## [PROVIDED RECORDS]
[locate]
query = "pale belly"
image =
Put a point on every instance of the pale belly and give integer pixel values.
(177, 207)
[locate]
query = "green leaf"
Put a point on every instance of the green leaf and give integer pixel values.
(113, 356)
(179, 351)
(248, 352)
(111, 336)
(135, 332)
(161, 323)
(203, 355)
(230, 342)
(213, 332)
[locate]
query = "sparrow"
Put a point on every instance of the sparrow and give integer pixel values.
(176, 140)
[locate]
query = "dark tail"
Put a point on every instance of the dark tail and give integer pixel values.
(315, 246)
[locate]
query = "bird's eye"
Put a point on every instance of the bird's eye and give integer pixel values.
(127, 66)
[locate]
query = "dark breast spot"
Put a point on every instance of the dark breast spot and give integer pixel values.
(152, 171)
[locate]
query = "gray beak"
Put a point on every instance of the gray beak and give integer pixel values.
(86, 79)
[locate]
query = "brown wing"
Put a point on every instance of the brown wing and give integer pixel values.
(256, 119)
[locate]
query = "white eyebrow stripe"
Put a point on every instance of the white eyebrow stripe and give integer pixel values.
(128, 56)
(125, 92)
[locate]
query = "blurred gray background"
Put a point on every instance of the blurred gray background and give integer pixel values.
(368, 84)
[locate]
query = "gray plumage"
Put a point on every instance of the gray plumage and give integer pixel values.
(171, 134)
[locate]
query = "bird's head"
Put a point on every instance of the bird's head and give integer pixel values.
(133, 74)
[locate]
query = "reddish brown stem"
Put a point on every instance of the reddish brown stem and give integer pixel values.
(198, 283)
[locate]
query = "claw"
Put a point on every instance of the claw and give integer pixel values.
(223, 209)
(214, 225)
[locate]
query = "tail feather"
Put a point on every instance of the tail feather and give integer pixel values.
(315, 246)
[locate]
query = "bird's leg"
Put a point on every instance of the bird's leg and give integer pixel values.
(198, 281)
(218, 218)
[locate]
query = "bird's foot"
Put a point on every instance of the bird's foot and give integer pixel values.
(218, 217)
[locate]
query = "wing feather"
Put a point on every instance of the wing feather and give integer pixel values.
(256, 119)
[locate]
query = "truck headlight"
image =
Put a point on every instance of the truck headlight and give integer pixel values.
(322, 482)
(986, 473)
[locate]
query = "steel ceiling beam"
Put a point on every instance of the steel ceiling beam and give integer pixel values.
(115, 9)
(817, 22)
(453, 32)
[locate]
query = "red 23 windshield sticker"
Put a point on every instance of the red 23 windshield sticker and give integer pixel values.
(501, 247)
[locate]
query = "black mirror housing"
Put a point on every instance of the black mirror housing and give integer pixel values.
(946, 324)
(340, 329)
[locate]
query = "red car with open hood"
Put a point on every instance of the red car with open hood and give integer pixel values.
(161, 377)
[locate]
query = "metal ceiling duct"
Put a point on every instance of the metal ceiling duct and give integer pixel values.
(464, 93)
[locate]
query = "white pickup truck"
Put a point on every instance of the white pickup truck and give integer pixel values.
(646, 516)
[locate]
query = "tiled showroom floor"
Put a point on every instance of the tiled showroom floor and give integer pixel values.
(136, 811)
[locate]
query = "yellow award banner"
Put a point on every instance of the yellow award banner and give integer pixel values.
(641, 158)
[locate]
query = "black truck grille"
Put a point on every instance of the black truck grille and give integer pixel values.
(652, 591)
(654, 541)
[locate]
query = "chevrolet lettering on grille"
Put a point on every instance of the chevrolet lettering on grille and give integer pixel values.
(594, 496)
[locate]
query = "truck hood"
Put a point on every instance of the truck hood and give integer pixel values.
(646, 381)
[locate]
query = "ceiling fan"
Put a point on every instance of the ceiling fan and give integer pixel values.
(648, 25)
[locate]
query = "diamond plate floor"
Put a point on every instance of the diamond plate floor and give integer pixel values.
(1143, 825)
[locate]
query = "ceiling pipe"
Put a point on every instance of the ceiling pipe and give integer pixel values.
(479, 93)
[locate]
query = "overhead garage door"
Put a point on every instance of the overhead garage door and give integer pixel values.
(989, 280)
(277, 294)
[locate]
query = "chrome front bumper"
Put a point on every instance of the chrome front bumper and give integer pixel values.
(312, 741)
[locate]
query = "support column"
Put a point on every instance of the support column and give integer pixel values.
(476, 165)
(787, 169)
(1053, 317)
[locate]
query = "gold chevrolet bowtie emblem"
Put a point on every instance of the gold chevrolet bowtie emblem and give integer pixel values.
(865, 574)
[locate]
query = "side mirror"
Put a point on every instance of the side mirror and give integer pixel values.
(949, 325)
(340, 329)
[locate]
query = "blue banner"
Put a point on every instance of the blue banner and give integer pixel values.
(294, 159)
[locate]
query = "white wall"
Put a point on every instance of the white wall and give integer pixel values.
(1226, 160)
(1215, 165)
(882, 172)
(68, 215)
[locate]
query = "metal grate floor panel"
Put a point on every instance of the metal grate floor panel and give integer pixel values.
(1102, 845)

## [GOAL]
Using the data above, return each line exactly as written.

## [OUTPUT BELOW]
[locate]
query = "pale belly"
image =
Put a point on every instance of the pale belly and give integer pixel values.
(177, 207)
[locate]
query = "green leaf"
Put a point on every instance of the green leaf and give integer pixel values.
(113, 356)
(179, 351)
(248, 352)
(111, 336)
(135, 332)
(161, 323)
(203, 355)
(230, 342)
(213, 332)
[locate]
query = "sparrow"
Put a point on every instance of the sparrow and give integer pixel values.
(176, 140)
[locate]
query = "dark tail"
Put a point on every instance of the dark tail and give integer pixel values.
(315, 246)
[locate]
query = "bird's eye"
Put a point on every instance of the bird's eye and give integer pixel values.
(127, 66)
[locate]
query = "dark breast spot"
Put a point on every instance of the dark breast spot and give integer pixel values.
(152, 171)
[locate]
query = "gray beak"
Put a point on every instance of the gray beak and give integer pixel values.
(86, 79)
[locate]
query = "brown wing"
Put a point on every instance of the brown wing and give integer pixel values.
(256, 119)
[locate]
query = "white eyebrow stripe"
Put a point on every instance of the white eyebrow stripe and give integer pixel values.
(128, 56)
(125, 92)
[locate]
query = "blurred gray background"
Put a point on every instance of the blurred gray background and give integer pixel values.
(368, 84)
[locate]
query = "gray plumage"
Put a point on every instance of the gray plumage and give integer pixel values.
(171, 134)
[locate]
query = "bird's head"
Put a point on every instance of the bird's head and give integer pixel values.
(133, 74)
[locate]
query = "reddish brown stem"
Put a point on every instance of the reddish brown stem and give integer pixel values.
(198, 283)
[locate]
query = "claw"
Put a point on every instance of the claw and give integer pixel values.
(223, 209)
(214, 225)
[locate]
query = "tail feather"
Put a point on every instance of the tail feather and give integer pixel values.
(315, 246)
[locate]
query = "bird's leg"
Put a point on every instance of the bird's leg and give integer pixel values.
(198, 281)
(218, 218)
[locate]
query = "bird's foot"
Put a point on every instance of the bird's foot and give integer pixel values.
(218, 217)
[locate]
query = "wing feather"
Put a point on every instance of the wing feather and give integer pixel values.
(256, 119)
[locate]
query = "truck headlight"
image =
Put a point on every instance of the truck headlight and give integer pixel values.
(322, 482)
(986, 473)
[locate]
query = "steel ceiling beam"
Put a point on every instance of the steel ceiling beam and give integer pixel values.
(115, 9)
(817, 22)
(453, 32)
[locate]
query = "red 23 windshield sticker"
Put a point on every instance of the red 23 windshield sticker and give integer pixel values.
(501, 247)
[locate]
query = "black mirror housing"
Put a point on every instance of the black mirror housing and give integer pixel values.
(946, 324)
(340, 329)
[locate]
query = "red car with open hood"
Put a point on every instance of the red car with open hood and give integer pixel values.
(161, 377)
[locate]
query = "metal ceiling duct"
Put a point on every instance of the metal ceiling duct and give integer pixel values.
(464, 93)
[locate]
query = "white pickup truck"
Put a point on every instance of the white pickup truck and give integer pixel values.
(646, 516)
[locate]
query = "tiled showroom floor"
Put a point on every instance of the tiled showroom floor and give integer pixel values.
(136, 811)
[locate]
query = "yellow award banner"
Put a point on every instance of the yellow award banner and give integer pixel values.
(641, 158)
[locate]
query = "black truck grille"
Put a point on every instance of the black truck grille and give integer pixel values.
(652, 591)
(654, 541)
[locate]
query = "chevrolet lettering on grille"
Put a point on every instance of the chevrolet lettering on grille and give integer pixel values.
(594, 496)
[locate]
query = "truck hood"
Put a point on every instance of the truck hood and give integer pixel values.
(646, 381)
[locate]
query = "ceiling fan"
Put a point on every instance of the ceiling fan and give integer pixel values.
(648, 25)
[locate]
query = "diamond plate floor"
Put a point on every instance of the diamond plate floor and give integer pixel values.
(1143, 825)
[locate]
query = "ceiling pipe"
Put a point on every instance of the ceiling pipe and give integer pixel values.
(479, 93)
[locate]
query = "overhead garage door"
Put a point on every instance of the overhead garage door and give integer pixel values.
(989, 280)
(277, 294)
[locate]
query = "chrome front bumper"
Put a point on every instance of the chrome front bumper and give integer pixel values.
(312, 741)
[locate]
query = "support column"
Put a point on every instance of the support column and give integer pixel values.
(476, 165)
(787, 169)
(1053, 317)
[locate]
query = "gold chevrolet bowtie emblem"
Put a point on every instance of the gold chevrolet bowtie emblem and give integer pixel values.
(865, 574)
[locate]
query = "side mirror"
Put a point on every instance of the side mirror and give integer pixel values.
(949, 325)
(340, 329)
[locate]
query = "blue banner"
Put a point on every instance of the blue banner and give integer pixel values.
(294, 159)
[locate]
query = "white wall"
Put a point on every instance of the white wall and give integer pixel values.
(1226, 160)
(1215, 165)
(882, 172)
(68, 215)
[locate]
query = "metal grate floor panel"
Put a point on every instance of the metal grate floor panel and give integer pixel values.
(1102, 845)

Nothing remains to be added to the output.